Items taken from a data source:
--

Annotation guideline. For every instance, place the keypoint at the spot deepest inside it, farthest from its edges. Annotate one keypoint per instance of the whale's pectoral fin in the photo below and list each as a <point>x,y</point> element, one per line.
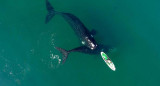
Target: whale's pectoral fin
<point>93,32</point>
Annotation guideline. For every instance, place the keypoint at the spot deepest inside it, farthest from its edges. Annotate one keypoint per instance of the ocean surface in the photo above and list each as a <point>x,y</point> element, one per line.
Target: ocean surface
<point>28,56</point>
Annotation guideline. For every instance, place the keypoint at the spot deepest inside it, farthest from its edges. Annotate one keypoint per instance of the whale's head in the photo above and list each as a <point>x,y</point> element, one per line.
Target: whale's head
<point>90,43</point>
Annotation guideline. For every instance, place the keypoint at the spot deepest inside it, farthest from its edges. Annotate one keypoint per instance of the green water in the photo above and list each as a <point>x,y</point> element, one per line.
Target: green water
<point>27,44</point>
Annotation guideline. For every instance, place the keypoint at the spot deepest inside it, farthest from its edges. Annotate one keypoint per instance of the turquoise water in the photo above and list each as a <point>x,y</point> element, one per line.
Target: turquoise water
<point>28,57</point>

--

Set task: Put every line of the items above into a numbered list, skipping any blank lines and leaving the pictures out.

Worked answer:
1. Annotation guideline. For every instance, place the keypoint at the spot deepest inside it, farthest from its edges. Annotate one keypoint per instance of the whale's pectoral fin in the photo below and list each as a <point>x,y</point> element, one per line.
2. Target: whale's pectoral fin
3. <point>93,32</point>
4. Annotation guideline. For every instance, place the keypoint at the spot deepest inside it, farthest from its edges. Annotate one keypoint per instance of the ocean surface in the photo above and list each as a <point>x,y</point> element, one per line.
5. Target: ocean surface
6. <point>28,56</point>
7. Annotation guideline. For every instance, place the keypoint at the spot deepest inside it, farthest from its edges. Annotate one keypoint per instance of the whale's head in the photo above and list each as a <point>x,y</point> element, one per line.
8. Target: whale's head
9. <point>90,43</point>
10. Annotation guideline. For every instance, place the keypoint at the spot deepest inside it, farthest from its edges. Annotate one keypoint per instance of the green water in the photo above and list each as a <point>x,y</point> element, one per line.
11. Target: green water
12. <point>27,44</point>
13. Annotation guideline. For every instance, place the keypoint at the spot deepest inside it, farthest from its edges. Annotate one keypoint per instance of the turquoise water in the photo above and list each as a <point>x,y</point> element, one per line.
14. Target: turquoise water
15. <point>28,57</point>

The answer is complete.